### Fuente
#####

Puede que falten cosas pero ninguna sobra: a mí me falta más Lorca, aunque agradezco a Miguel Hernández; me falta la persecución de los maestros, aunque aplaudo a esos cómicos bajo las bombas; me falta la retirada, aunque me emociona la escena final excavando las fosas de la vergüenza y desenterrando a las víctimas de la represión franquista... Ahí sale tu abuelo, nos interpela una mujer muerta.
Son tantas escenas memorables: la conspiración y la lluvia de dinero golpista de Juan March y otras fortunas, la carnicería de Badajoz, el pacto internacional de no agresión que acaba con las esperanzas de la República, la participación nazi y fascista, las Brigadas Internacionales, la defensa de Madrid, el hambre y el miedo, Franco discutiendo con un padre que le traumatizó, la goyesca batalla del Ebro, las ejecuciones entre verdugos y víctimas que vuelven a levantarse para convertirse en víctimas y verdugos hasta que solo queda uno en pie entonando una nota que parece decir: por qué... Y Yagüe, disipando cualquier tentación de una lectura romántica al afirmar despectivamente: Guste o no guste, la guerra la perdieron los rojos.
Solo mencionaré una más: el magistral diálogo entre la joven anarquista y el viejo burgués en el Ritz de Barcelona: «Tú buscas al ser humano nuevo –le advierte él–, pero me temo que tendrás que conformarte con el hombre torpe, necio y egoísta de siempre». Eso resume la derrota de muchos sueños.
'La doctrina del shock', el ensayo de la periodista canadiense Naomi Klein sobre el auge del capitalismo del desastre que inspira la portentosa trilogía teatral de Andrés Lima, cuenta cómo en los años cincuenta la CIA aprendió las técnicas de la psiquiatría que aplicaba electrochoques para borrar el cerebro del paciente y reorientar su pensamiento desde cero y su conducta a través del terror. Anular a las personas, conmocionarlas hasta que obedezcan; esa era la idea. De igual modo habría actuado Estados Unidos en las últimas décadas para imponer el ultraliberalismo monetarista de Milton Friedman y sus Chicago Boys. Chile y Argentina fueron los primeros ensayos en los años setenta (como se cuenta en 'Shock 1: El cóndor y el puma'): primero el golpe y después el capitalismo salvaje. Luego llegarían por vía democrática Margaret Thatcher, Reagan y el gran shock –hasta entonces– del siglo XXI, la guerra de Irak ('Shock 2: La tormenta y la guerra').

#####

### Datos recibidos

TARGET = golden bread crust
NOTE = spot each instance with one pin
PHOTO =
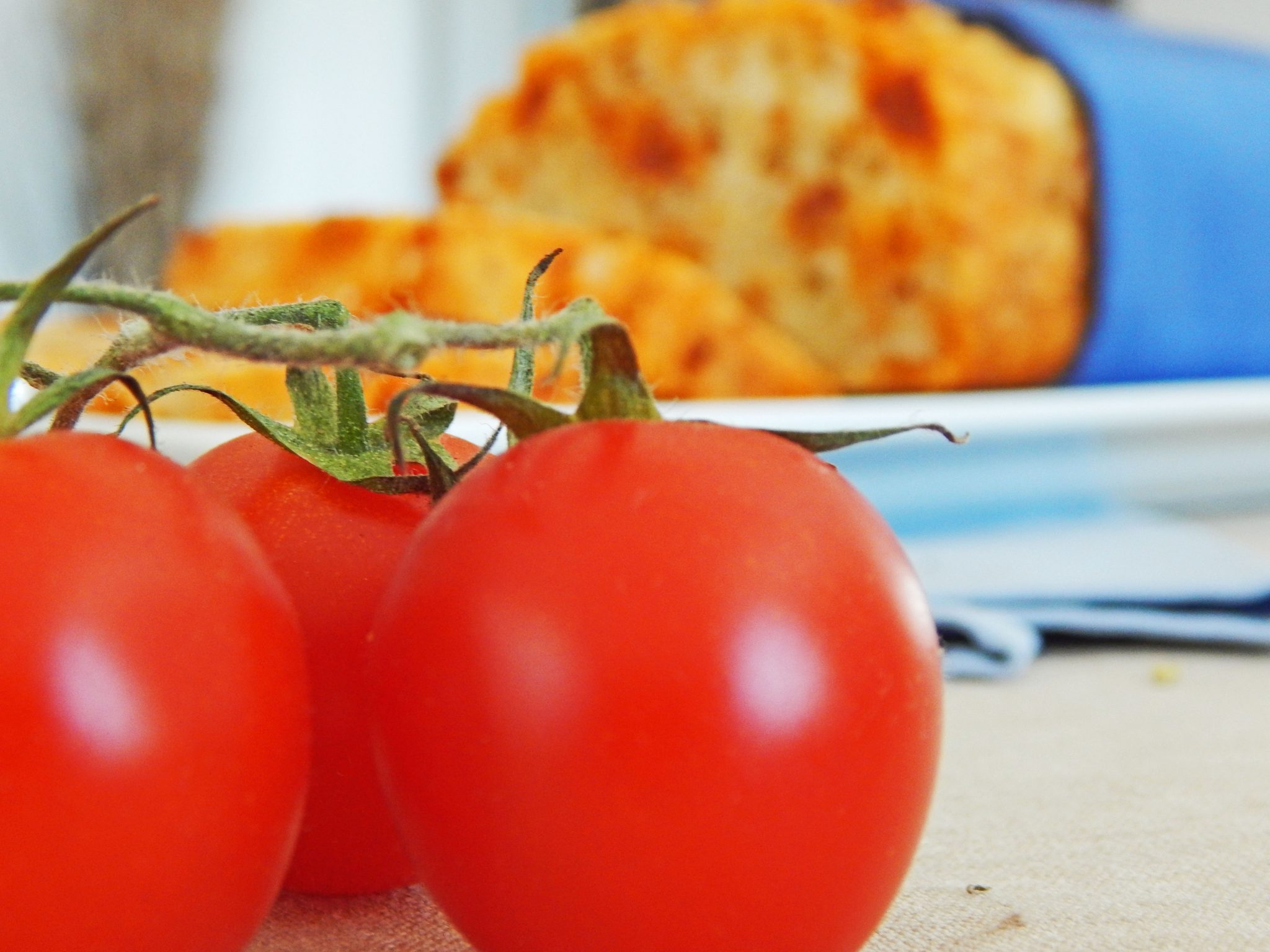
(906, 195)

#####

### Por hacer
Transcribe sin ningún cambio el pasaje de la fuente que abre con las palabras que contienen "Solo mencionaré una" y cierra con "de muchos sueños.".

### Tarea hecha
Solo mencionaré una más: el magistral diálogo entre la joven anarquista y el viejo burgués en el Ritz de Barcelona: «Tú buscas al ser humano nuevo –le advierte él–, pero me temo que tendrás que conformarte con el hombre torpe, necio y egoísta de siempre». Eso resume la derrota de muchos sueños.